United States District Court, N.D. California, San Jose Division

March 28, 2014



EDWARD J. DAVILA, District Judge.

Plaintiff Khalilah Wright ("Wright" or "Plaintiff") brings this putative class action against Defendant LinkedIn Corporation ("Defendant" or "LinkedIn"). Presently before the Court is LinkedIn's Motion to Dismiss Plaintiff's Second Amended Consolidated Complaint ("SAC"). The Court has fully reviewed the parties' submissions and heard oral arguments of counsel presented at the hearing on November 22, 2013. For the reasons explained below, the Court has determined that LinkedIn's Motion will be GRANTED IN PART and DENIED IN PART.


The following facts are taken from Plaintiff's SAC. LinkedIn owns and operates the website, which provides an online community for professional networking.

Prospective members may sign up for a membership by providing a valid email address and registration password, which LinkedIn stores on its database. Once registered, a member may create a free online professional profile containing such information as employment and educational history.

When members register, they are required to confirm that they agree to LinkedIn's User Agreement ("User Agreement") and Privacy Policy ("Privacy Policy"). The Privacy Policy contains a statement that "[a]ll information that you provide will be protected with industry standard protocols and technology."

For a monthly fee, members can upgrade to a paid "premium" subscription which grants them increased networking tools and capabilities. Members who purchase a premium subscription agree to the same terms and services of the User Agreement and Privacy Policy as if they were non-paying members.

_Task set_:
1. In the LinkedIn court opinion, on what date did the Court hear oral arguments from counsel?
2. Write the next part of the LinkedIn court opinion, starting after its final paragraph on premium subscriptions.

[Labeled region records]
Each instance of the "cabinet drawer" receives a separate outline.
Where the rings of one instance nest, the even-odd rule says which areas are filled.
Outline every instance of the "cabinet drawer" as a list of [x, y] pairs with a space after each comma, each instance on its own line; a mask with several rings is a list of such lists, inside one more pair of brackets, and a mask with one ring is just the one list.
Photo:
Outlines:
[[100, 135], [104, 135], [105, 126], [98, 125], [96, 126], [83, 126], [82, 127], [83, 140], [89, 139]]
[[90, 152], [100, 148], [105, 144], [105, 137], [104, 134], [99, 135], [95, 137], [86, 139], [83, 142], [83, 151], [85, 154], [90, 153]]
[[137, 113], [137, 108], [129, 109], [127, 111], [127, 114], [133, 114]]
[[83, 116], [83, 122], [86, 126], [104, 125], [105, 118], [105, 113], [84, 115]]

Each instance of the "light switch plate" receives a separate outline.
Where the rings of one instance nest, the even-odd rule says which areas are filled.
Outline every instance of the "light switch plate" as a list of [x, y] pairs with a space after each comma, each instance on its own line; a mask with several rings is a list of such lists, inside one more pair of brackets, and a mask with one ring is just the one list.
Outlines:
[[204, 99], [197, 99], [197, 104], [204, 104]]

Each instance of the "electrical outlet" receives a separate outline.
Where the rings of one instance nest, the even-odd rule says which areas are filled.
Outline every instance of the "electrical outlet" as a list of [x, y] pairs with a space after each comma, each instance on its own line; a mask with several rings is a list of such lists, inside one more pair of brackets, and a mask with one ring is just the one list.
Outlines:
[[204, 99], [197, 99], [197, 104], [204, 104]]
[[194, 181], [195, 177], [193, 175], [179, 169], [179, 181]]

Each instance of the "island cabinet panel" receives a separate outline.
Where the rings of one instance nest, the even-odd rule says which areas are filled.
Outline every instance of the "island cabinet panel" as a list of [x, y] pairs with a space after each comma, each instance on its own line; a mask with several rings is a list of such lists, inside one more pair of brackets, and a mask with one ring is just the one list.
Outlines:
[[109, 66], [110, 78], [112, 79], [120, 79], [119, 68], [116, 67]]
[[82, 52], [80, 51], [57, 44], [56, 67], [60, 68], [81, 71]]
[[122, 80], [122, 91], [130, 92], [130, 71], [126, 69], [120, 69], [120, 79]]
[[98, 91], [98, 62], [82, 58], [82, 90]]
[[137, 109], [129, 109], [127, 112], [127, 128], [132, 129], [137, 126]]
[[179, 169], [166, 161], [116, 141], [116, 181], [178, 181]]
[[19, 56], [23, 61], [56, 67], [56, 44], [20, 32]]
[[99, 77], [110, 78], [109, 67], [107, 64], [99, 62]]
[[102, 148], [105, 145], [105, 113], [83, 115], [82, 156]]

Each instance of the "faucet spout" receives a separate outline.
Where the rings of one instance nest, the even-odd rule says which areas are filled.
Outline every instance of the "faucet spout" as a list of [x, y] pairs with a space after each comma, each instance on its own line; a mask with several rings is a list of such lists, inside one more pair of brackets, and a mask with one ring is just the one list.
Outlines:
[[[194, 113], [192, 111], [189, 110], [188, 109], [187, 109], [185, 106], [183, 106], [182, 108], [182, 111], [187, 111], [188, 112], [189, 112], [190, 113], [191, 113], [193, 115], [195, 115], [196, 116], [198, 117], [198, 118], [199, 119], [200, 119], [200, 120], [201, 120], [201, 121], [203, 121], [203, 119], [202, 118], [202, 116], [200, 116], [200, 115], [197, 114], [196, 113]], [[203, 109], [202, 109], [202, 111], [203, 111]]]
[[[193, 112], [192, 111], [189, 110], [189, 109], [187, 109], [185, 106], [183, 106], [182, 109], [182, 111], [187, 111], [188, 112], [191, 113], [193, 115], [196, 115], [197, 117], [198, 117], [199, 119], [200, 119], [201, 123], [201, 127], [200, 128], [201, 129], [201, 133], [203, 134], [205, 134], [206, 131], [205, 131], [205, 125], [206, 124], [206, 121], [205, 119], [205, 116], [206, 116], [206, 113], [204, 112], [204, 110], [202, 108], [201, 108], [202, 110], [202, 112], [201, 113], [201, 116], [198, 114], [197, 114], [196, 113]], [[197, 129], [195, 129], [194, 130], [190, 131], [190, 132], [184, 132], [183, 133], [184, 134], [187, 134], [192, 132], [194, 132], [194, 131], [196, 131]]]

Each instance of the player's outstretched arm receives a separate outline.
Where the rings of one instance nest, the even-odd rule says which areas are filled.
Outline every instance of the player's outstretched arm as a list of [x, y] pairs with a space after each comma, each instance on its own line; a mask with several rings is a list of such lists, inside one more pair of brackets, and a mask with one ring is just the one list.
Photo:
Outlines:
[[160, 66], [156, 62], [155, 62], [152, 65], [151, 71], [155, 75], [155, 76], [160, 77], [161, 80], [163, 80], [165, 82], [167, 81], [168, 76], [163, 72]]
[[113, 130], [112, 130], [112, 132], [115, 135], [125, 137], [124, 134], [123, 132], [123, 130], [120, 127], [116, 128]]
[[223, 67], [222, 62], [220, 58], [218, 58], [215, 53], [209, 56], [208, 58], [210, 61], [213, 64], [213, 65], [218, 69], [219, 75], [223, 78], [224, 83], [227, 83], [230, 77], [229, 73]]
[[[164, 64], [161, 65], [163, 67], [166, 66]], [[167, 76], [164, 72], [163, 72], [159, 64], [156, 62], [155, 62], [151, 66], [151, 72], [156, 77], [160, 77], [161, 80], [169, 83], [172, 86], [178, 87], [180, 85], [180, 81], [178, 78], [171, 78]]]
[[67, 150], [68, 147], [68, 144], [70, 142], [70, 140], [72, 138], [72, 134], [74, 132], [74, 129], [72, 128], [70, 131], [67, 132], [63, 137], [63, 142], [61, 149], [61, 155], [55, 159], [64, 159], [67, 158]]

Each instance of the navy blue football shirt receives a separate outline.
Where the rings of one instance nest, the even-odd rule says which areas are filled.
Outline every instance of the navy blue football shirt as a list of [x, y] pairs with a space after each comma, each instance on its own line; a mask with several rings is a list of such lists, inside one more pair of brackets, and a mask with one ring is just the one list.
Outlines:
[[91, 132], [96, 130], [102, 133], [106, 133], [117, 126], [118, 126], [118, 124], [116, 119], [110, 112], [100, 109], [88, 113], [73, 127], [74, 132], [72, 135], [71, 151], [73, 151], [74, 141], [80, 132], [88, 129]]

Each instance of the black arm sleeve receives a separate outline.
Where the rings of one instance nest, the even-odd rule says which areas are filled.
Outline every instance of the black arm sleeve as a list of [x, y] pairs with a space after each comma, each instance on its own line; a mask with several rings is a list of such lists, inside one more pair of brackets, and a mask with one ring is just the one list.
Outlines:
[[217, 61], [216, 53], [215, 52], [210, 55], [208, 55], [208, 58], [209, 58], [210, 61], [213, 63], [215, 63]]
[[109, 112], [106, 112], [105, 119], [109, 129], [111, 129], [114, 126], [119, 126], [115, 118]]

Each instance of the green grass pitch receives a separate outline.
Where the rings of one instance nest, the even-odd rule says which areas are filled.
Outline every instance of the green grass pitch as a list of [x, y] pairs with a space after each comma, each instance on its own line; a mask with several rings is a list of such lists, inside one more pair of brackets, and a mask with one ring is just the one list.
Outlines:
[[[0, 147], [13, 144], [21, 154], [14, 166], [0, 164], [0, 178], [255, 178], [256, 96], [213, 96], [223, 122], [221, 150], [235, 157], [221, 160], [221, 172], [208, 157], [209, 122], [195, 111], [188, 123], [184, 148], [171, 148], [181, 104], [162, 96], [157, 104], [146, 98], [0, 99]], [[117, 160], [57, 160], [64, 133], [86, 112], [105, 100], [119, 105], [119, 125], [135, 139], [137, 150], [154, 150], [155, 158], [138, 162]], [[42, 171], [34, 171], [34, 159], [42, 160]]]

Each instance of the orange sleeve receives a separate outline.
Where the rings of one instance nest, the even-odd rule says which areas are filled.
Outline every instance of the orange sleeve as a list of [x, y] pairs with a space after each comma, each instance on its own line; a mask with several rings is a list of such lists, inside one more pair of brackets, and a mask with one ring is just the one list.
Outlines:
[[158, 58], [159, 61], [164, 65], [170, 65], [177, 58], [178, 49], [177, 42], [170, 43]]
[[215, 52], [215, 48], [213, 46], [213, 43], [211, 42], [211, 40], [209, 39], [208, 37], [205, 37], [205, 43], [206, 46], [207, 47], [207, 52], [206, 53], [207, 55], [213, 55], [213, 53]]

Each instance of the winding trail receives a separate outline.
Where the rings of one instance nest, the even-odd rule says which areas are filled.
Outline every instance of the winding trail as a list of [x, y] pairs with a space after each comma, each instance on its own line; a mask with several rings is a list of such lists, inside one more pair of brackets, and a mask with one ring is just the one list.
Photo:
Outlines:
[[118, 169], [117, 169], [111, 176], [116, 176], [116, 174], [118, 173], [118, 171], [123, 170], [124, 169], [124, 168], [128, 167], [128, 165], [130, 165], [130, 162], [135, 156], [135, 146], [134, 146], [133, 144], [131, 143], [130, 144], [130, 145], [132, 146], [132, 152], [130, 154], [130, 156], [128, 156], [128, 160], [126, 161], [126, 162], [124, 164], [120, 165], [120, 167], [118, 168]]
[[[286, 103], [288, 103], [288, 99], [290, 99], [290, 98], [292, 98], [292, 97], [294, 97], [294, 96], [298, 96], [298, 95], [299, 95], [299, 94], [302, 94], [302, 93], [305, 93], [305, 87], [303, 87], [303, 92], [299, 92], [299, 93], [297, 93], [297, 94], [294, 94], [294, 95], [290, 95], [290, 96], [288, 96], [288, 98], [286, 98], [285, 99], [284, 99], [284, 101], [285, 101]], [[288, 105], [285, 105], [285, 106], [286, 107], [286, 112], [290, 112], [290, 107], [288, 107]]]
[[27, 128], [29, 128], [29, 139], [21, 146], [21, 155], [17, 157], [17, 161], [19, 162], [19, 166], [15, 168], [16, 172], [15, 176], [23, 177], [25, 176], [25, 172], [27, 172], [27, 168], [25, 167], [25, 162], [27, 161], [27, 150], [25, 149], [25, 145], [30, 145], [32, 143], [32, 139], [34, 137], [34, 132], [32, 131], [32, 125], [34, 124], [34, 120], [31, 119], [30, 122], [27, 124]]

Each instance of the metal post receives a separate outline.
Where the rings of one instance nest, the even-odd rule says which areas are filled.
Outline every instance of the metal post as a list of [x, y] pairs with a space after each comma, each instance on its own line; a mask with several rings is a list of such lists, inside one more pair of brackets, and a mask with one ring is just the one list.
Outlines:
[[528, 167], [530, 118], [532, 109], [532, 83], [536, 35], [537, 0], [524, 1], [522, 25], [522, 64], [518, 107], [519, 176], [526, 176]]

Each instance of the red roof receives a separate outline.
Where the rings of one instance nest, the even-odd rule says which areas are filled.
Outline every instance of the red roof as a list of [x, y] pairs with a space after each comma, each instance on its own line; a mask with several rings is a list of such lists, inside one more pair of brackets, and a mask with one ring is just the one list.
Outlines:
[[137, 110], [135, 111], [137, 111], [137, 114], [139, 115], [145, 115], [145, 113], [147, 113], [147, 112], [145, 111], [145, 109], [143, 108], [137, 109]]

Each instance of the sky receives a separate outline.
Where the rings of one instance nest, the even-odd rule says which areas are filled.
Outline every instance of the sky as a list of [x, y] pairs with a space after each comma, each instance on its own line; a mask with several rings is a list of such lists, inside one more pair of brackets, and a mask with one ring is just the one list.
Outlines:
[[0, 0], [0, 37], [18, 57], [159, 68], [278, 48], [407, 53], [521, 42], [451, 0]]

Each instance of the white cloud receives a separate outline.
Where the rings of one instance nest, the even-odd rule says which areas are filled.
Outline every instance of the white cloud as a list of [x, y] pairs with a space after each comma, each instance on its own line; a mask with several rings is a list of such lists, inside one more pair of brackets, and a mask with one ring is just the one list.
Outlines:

_Task responses_:
1. November 22, 2013

2.
Plaintiff alleges that sometime in 2012 hackers infiltrated LinkedIn's computer systems and services. On June 6, 2012, the hackers posted approximately 6.5 million stolen LinkedIn users' passwords on the Internet. On or around June 9, 2012, LinkedIn released a statement on its blog stating that it had recently completed a switch of its password encryption method from a system that stored member passwords in a hashed format to one that used both salted[1] and hashed[2] passwords for increased security.

Plaintiff alleges that she paid for a premium subscription from March 2010 until approximately August 2010. She alleges that her LinkedIn password was retrieved by the hackers and posted on the Internet on June 6, 2012. She alleges that, prior to her purchase of the premium subscription, she read LinkedIn's User Agreement and Privacy Policy and that, had LinkedIn disclosed its lax security practices, she would have viewed the premium subscription as less valuable and would either have attempted to purchase a premium subscription at a lower price or not at all.


a. Motion to dismiss under Rule 12(b)(1)

A Rule 12(b)(1) motion to dismiss tests whether a complaint alleges grounds for federal subject matter jurisdiction. If the plaintiff lacks standing under Article III of the U.S. Constitution, then the court lacks subject matter jurisdiction, and the case must be dismissed. See Steel Co. v. Citizens for a Better Env't , 523 U.S. 83, 101-02 (1998).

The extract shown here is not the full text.